Task requirements
Set down each record exactly as written.

Dataset excerpts

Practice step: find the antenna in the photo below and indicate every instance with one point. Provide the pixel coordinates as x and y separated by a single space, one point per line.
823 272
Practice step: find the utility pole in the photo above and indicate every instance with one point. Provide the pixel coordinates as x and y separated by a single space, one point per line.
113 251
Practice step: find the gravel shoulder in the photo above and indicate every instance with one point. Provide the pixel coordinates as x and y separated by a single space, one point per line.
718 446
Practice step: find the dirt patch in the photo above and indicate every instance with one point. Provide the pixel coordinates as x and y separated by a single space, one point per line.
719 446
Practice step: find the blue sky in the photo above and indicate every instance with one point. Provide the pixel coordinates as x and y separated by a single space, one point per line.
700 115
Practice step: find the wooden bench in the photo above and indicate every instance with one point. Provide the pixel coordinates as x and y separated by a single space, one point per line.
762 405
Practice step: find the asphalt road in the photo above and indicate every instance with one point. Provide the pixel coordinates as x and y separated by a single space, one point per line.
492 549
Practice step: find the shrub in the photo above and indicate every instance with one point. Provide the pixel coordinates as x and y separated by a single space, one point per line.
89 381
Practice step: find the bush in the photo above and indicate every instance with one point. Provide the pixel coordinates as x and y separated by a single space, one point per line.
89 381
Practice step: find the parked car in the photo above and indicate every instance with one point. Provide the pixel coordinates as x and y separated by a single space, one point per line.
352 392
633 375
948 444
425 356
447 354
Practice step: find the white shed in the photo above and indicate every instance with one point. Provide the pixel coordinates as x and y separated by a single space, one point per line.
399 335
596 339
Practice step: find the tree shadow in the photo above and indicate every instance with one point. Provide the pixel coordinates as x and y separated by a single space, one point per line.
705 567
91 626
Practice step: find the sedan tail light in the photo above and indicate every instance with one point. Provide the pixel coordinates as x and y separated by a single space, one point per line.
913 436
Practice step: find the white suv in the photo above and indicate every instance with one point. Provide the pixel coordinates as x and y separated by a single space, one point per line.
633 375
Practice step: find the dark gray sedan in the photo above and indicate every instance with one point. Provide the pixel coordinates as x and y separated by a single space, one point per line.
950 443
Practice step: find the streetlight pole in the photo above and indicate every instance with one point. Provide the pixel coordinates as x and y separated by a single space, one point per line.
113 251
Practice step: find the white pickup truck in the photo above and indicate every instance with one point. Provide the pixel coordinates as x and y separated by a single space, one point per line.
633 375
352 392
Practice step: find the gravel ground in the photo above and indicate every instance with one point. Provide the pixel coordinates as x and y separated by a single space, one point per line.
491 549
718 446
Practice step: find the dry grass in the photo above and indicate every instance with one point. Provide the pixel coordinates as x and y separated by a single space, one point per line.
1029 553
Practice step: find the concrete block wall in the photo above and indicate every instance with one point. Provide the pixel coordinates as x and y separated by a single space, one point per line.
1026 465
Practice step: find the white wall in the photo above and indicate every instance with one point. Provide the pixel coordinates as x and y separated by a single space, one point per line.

Result of the exercise
Practice step: find the antenna in the photo below and indicate every instance with one point. Provide the pixel coordinates as x and y separated by a single space, one point per line.
823 272
Practice step: find the utility pole in the photo above and indicate every instance with one point. Provide the pixel coordinates as x and y separated by a single space, one point per line.
113 251
Practice step: find the gravel shoulder in the photo above and indicate every instance with one point. Provide the pixel coordinates as x and y separated by a single space, one point per line.
718 446
Practice step: find the dirt patch in the photo above and indicate every instance with one point. Provide the pixel coordinates as x and y separated by a single space, one point per line.
719 446
Practice step: find the blue sky in the photo above and indicate every instance with one point. Provide the pixel coordinates as x and y separated by a single space, one point per line.
700 115
Practice step: find the wooden bench in the photo above and indicate every instance with one point. Provide the pixel coordinates as x and y separated by a single space, one point per line.
762 405
Practice step: find the asphalt road in the photo above and indicate every instance with one point. Provide the pixel coordinates as x and y separated by a single space, one point per line.
492 549
Practice step: find the shrub in the photo above and indicate every instance with one point. Provide the pixel coordinates as x and y separated by a single space, one point per line.
89 381
Practice step: find the bush in the photo above and indicate every instance with one point. Provide the pixel coordinates as x and y separated by a single space, one point per line.
89 381
Practice step: find the parked car in the photo above and indicate every instance with one point. Provide the pixel coordinates as x and y separated by a single space, one point per line.
352 392
633 375
948 444
425 356
447 354
Practice step: find the white shed in the photo above and indicate every instance with one point. Provide the pixel coordinates as x and y separated by a single space, one point per line.
399 335
596 339
Practice step: find the tree shadow in the photo above and indicate every instance with one point. Provide the pixel coordinates as x and y separated by a single space, one point per line.
705 567
91 626
Practice step: find the sedan tail light in the photo above and indicate every instance with one point. Provide the pixel coordinates as x and y separated by a single space, one point per line.
913 436
Practice step: find the white suv in the photo above and indicate every instance with one point. Provide the pixel coordinates as x and y separated by a single space, one point per line.
633 375
Practice step: find the dark gray sedan in the photo above and indicate every instance with one point. Provide the pixel coordinates as x and y separated by a single space, one point per line.
950 443
Practice step: find the streetlight pole in the photo above and indicate every instance with one point. Provide the pixel coordinates as x and y separated by a single space, one point per line.
113 251
Practice step: find the white pickup truck in the photo above and indicate every instance with one point. Provide the pixel coordinates as x and y separated by a single space, one point per line.
633 375
352 392
Practice step: find the gravel ground in the photo above and indicate every instance with one point. Provide the pixel coordinates as x and y separated by a single space, one point per line.
491 549
718 446
Practice step: find the dry grass in the photo above and indicate every instance with one point. Provide the pixel coordinates as x and y separated by a single space, one point per line.
1029 553
Practice step: find the concrete block wall in the photo above and indicate every instance with one point. Provide the pixel coordinates as x and y separated by a single space, one point per line.
1026 465
Practice step: find the white wall in the photo above and indicate every instance with one point. Provide the pixel coordinates as x and y separated by a single space, one point per line.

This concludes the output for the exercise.